**Set task 1:** Please collect every line of the rows below that contains the word "Mark", matching case exactly.

**Text passage:**
▬▬▬▬▬▬▬▬▬▬

Jacques Tati: The Slapstick Tradition’s Last Gasp

 

Today is the birthday of the sublime Jacques Tati (1907-1982), the world’s premiere exponent of clown cinema in the post silent era.

Of Russian and Dutch extraction (his full last name is Tatischeff), Tati was a pro soccer player and French music hall comic before directing and starring in his first feature Jour de fete, about a funny postman, in 1949. He created his signature character the awkward, bumbling, unfailingly polite M. Hulot in his next film M. Hulot’s Holiday (1953), as well as Tati’s recognizable style: a pleasant, leisurely pace; very little dialogue; stylized sound effects; recurring musical themes; satirical tweaks at modern life; an ensemble cast; and an organization revolving around the imaginative physical gag, reminiscent of all the great silent film comedians. His next Mon Oncle (1958) was his largest international hit, containing more pointed satire of modern domestic life, much in advance of what American comedians were turning out at the time. Playtime (1967) was his most ambitious film and his biggest flop (it bankrupted him), although it has its proponents, including Truffaut and Terry Jones (and me!) Playtime goes even farther than Mon Oncle in its satire, with enormous set pieces in an office building, at an airport etc. With Trafic (1971) he returned to a more modest budget and a more typical Hulot like scenario (the transportation of an experimental car to a trade show). Parade his 1974 TV special, is a mash-up of a variety show and a Tati film. Everyone in the audience seems to be a clown out of a Tati movie and there are interstitial segments in the lobby AROUND his show. It’s full of 70s hippie fashions and by now Tati’s is a distinguished older man. Instead of playing Hulot (as he had done for 20 years) he does cabaret bits, like a French Red Skelton, Jackie Gleason, or Jerry Lewis, a mix of pantomimes, verbal comedy, sketches, the whole gamut. His other films are documentaries, although one of his earlier scripts forms the basis for the 2010 animated film The Illusionist.

▬▬▬▬▬▬▬▬▬▬

**Exercise data:**
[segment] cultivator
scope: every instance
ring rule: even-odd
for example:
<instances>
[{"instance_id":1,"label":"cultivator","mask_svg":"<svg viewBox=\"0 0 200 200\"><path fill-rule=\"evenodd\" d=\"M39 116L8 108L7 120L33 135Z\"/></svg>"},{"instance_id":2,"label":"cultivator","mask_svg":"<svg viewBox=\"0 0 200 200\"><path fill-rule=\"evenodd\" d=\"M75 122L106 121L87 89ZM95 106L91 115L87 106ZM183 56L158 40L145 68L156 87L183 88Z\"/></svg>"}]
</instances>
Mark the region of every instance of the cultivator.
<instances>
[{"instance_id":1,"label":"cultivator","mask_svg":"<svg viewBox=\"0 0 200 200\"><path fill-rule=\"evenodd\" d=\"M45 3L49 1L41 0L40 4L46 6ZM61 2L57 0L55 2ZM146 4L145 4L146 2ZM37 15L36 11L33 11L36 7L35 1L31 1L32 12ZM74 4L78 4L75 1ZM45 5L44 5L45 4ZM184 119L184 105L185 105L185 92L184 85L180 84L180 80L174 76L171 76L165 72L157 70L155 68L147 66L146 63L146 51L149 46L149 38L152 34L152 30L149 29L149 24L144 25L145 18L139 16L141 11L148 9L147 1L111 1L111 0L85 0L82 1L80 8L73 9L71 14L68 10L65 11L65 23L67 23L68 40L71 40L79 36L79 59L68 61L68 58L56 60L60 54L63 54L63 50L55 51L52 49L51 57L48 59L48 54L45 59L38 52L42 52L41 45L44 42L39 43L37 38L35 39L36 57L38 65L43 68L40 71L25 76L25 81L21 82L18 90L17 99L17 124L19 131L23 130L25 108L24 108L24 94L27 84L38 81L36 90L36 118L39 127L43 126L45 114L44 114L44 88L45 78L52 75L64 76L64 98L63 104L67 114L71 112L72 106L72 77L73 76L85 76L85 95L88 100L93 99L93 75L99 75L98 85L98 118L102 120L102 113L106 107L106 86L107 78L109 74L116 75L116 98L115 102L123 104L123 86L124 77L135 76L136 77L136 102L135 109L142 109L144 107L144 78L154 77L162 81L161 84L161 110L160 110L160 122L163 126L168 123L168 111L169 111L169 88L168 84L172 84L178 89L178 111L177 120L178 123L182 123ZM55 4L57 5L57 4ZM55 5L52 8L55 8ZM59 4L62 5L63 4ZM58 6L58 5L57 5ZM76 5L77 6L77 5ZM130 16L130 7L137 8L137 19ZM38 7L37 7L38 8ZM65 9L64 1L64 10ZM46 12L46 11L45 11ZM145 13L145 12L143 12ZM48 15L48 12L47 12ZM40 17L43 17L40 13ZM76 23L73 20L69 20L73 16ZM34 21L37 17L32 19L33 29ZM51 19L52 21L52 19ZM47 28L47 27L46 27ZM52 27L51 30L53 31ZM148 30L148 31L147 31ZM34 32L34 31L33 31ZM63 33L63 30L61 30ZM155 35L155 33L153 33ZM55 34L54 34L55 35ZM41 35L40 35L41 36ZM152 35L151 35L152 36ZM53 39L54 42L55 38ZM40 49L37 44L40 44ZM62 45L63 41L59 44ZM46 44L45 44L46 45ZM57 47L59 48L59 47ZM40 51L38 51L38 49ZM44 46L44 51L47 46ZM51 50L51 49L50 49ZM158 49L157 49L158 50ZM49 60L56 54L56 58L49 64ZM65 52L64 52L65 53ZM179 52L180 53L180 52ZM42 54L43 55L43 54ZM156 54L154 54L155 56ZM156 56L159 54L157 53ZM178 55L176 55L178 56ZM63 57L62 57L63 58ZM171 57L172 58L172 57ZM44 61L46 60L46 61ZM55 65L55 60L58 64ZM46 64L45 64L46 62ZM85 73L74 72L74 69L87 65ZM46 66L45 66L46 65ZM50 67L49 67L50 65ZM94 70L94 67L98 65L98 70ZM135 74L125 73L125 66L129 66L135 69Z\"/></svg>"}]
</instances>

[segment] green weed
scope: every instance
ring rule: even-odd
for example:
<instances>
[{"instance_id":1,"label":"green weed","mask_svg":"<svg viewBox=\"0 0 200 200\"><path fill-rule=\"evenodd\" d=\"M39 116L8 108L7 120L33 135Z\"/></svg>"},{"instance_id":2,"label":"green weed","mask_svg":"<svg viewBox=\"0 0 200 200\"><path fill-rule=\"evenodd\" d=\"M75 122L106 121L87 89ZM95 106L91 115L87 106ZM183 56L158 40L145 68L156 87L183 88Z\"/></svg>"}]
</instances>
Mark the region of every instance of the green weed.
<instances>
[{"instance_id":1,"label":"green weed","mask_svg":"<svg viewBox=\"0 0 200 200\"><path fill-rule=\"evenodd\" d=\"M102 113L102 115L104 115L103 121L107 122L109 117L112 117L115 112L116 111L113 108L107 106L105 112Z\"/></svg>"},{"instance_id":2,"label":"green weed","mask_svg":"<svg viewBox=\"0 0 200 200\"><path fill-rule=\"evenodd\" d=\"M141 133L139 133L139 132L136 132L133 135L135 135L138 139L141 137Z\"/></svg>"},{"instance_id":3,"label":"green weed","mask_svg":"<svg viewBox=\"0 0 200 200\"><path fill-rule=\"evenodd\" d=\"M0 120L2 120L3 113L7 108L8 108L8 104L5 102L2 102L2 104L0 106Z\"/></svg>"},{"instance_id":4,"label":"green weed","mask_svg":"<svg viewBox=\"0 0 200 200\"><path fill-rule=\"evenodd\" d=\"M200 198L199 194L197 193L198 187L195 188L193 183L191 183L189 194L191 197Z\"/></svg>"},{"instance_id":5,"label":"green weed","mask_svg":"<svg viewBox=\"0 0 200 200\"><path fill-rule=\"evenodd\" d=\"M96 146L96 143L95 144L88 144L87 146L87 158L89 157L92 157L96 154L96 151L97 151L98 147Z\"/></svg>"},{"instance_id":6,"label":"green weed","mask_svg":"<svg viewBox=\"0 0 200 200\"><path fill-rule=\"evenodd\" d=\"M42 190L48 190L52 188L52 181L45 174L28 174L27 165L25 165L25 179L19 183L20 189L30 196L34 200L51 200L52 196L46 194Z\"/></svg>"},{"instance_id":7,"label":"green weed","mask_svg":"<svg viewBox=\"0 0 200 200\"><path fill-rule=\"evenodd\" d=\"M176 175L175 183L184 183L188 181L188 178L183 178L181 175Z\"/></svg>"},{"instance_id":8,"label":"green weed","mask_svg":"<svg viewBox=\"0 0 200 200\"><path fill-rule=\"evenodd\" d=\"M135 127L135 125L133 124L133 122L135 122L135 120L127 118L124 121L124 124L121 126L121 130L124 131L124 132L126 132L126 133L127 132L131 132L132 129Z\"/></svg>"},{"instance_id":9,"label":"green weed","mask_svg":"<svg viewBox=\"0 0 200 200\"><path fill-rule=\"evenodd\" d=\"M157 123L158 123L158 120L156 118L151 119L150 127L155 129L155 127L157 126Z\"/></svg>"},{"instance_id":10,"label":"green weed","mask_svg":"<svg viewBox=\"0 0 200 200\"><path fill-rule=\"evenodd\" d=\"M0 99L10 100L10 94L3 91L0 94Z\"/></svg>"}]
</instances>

▬▬▬▬▬▬▬▬▬▬

**Set task 2:** According to the Jacques Tati piece, which Tati film bankrupted him?

**Output 1:**
Mark the region of every instance of the cultivator.
Mark the region of every instance of the green weed.

**Output 2:** Playtime (1967)